Written task: Reproduce word for word the stretch of rows below from the one containing "For the dataset, pick out the rubble" through the one containing "Query: rubble ground surface", including both. Leave the pictures out of your answer.

Material for the task:
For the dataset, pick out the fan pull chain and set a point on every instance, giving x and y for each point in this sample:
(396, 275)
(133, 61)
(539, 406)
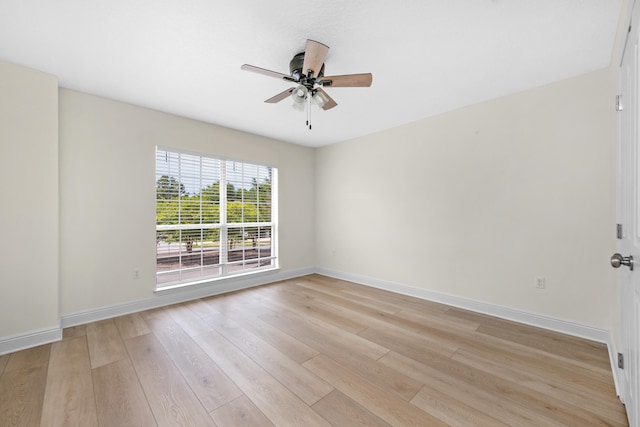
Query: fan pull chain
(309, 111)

* * *

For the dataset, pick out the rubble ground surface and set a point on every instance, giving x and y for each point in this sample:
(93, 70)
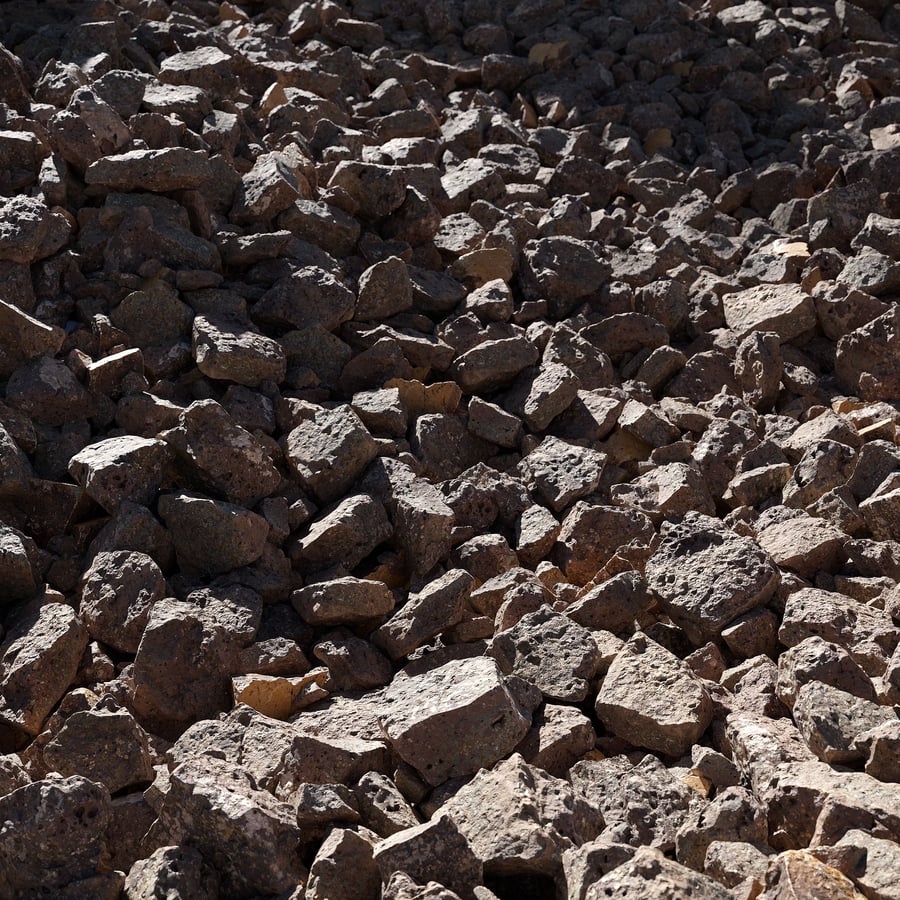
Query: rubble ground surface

Solution for this problem:
For the dataset, pick out the rubble ground surface and set a point on every instance, giving x and y for each point in this sample:
(93, 70)
Query: rubble ground surface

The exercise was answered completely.